Please lay out the listing as a Markdown table with the columns "Row" and "Line," beginning at the line containing "arm and report the pixel coordinates." and continuing through the end of the listing. Number each row and leave out blank lines.
··· Recorded information
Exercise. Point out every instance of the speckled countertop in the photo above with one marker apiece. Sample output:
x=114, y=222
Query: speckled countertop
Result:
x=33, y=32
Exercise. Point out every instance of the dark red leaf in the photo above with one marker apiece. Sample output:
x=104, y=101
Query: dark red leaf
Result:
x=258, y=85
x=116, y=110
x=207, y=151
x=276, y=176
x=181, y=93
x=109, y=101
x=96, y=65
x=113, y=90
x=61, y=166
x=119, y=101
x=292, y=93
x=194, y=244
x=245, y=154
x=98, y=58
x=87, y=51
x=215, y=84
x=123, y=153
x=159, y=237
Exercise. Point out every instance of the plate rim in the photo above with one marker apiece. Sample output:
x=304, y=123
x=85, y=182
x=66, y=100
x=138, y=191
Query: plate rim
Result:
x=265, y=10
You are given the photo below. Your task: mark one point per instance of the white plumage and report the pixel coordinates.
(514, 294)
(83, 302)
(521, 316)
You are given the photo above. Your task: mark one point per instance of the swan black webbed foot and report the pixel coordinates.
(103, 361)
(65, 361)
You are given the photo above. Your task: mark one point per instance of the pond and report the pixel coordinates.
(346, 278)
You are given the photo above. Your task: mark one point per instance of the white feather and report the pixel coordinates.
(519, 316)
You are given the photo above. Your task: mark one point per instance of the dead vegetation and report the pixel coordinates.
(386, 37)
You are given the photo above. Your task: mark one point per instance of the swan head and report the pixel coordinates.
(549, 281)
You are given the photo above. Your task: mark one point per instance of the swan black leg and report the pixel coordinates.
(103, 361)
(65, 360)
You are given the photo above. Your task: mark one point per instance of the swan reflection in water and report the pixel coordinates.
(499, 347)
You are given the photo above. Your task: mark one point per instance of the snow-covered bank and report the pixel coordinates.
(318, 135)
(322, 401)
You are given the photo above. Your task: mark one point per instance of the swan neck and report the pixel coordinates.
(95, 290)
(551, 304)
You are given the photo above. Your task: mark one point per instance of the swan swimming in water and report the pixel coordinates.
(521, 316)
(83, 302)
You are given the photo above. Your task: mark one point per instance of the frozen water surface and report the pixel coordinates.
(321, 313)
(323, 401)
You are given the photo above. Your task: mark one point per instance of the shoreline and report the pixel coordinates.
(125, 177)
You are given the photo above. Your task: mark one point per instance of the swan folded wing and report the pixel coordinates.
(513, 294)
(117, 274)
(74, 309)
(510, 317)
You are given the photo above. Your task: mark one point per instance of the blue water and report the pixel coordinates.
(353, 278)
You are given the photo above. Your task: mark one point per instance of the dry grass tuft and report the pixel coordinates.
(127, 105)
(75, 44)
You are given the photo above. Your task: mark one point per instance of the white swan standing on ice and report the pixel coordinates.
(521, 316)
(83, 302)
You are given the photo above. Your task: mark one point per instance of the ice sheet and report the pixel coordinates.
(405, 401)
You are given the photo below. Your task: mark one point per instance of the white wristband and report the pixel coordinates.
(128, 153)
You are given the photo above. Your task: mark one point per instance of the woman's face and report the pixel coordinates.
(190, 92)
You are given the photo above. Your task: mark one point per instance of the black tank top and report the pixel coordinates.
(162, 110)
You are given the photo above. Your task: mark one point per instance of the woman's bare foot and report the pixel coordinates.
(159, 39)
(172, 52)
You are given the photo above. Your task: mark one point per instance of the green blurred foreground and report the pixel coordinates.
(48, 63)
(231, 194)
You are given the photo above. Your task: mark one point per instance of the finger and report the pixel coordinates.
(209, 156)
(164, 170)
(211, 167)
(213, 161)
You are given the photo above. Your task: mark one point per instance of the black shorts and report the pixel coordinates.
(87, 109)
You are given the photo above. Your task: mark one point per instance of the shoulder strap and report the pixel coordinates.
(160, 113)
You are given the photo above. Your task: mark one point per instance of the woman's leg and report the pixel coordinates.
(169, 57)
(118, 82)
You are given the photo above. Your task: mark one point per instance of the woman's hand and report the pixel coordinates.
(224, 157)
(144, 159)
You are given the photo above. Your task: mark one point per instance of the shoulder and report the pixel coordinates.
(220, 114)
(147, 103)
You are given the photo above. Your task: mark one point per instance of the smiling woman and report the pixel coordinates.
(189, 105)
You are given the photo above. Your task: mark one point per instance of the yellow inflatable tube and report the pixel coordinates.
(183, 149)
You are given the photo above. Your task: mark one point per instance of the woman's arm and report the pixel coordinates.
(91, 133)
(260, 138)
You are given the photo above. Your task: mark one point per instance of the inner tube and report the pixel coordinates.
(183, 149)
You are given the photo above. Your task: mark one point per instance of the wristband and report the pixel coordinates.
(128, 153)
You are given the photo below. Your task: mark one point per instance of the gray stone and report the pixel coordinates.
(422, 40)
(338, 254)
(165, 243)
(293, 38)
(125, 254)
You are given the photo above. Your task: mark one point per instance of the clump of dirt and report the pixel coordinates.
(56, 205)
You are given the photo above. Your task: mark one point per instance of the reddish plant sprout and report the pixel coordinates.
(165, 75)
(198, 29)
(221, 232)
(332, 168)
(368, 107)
······
▸ **Written response**
| Row | Line |
|---|---|
| 1 | You are given the photo above. Your task: mark one point per instance of the woman's arm and report the pixel coordinates. |
| 2 | (91, 133) |
| 3 | (260, 138) |
| 4 | You are given the photo above. Your task: mark one point per instance of the inner tube and report the pixel coordinates. |
| 5 | (183, 149) |
| 6 | You are given the photo above. Your task: mark one point per instance of the wristband and report the pixel coordinates. |
| 7 | (128, 153) |
| 8 | You are given the photo below. Your task: mark one point per instance of the gray stone and report the pixel coordinates. |
| 9 | (422, 40) |
| 10 | (338, 254) |
| 11 | (165, 243) |
| 12 | (293, 38) |
| 13 | (125, 254) |
| 14 | You are given the photo above. Your task: mark one point per instance of the clump of dirt and report the pixel coordinates. |
| 15 | (56, 205) |
| 16 | You are given the photo above. Your task: mark one point per instance of the reddish plant sprout and report the pixel coordinates. |
| 17 | (165, 75) |
| 18 | (198, 29) |
| 19 | (221, 232) |
| 20 | (332, 168) |
| 21 | (368, 107) |